**ASSIGNMENT**
Filter the entries for the word "below". Copy each line in which it occurs.

Natural-language object grounding data
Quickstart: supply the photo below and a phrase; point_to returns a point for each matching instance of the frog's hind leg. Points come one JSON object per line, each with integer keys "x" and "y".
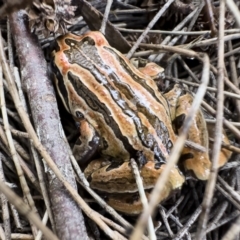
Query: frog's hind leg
{"x": 193, "y": 160}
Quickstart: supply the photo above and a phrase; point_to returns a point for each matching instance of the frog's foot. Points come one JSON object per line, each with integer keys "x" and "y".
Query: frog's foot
{"x": 87, "y": 144}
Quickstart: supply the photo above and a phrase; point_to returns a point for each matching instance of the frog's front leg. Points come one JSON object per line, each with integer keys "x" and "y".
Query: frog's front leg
{"x": 87, "y": 144}
{"x": 115, "y": 179}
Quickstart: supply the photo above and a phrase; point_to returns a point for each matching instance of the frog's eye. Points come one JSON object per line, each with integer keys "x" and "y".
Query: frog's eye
{"x": 79, "y": 115}
{"x": 178, "y": 121}
{"x": 169, "y": 88}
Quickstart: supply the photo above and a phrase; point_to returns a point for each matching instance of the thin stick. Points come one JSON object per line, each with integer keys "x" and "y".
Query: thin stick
{"x": 105, "y": 16}
{"x": 233, "y": 230}
{"x": 234, "y": 9}
{"x": 28, "y": 126}
{"x": 12, "y": 149}
{"x": 150, "y": 25}
{"x": 151, "y": 232}
{"x": 26, "y": 211}
{"x": 44, "y": 221}
{"x": 5, "y": 209}
{"x": 174, "y": 32}
{"x": 43, "y": 186}
{"x": 201, "y": 231}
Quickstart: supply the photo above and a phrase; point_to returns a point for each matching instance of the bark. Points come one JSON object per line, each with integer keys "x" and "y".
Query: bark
{"x": 68, "y": 216}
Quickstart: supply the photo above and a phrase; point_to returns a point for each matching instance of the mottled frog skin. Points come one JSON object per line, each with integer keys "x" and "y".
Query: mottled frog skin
{"x": 122, "y": 115}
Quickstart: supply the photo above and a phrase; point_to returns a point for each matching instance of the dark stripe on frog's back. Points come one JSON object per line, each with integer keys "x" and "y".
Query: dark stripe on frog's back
{"x": 94, "y": 104}
{"x": 159, "y": 126}
{"x": 83, "y": 61}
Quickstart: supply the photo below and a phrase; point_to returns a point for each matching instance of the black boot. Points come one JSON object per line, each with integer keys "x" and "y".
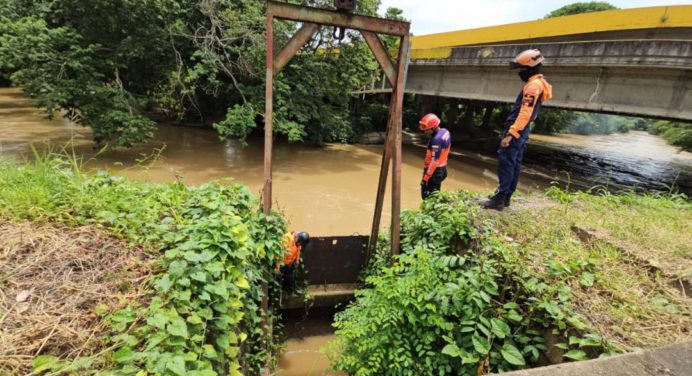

**EXERCISE ANSWER**
Quickstart: supply the photo below and a phrase; point_to returns a point for each matching instance of the frog's hind leg. Points come one JSON object per line, each with integer keys "x" and "y".
Quickstart: supply the photo below and a phrase; point_to returns a point for each matching instance of the black boot. Points come one JSON object per line, each with integer keys "x" and "y".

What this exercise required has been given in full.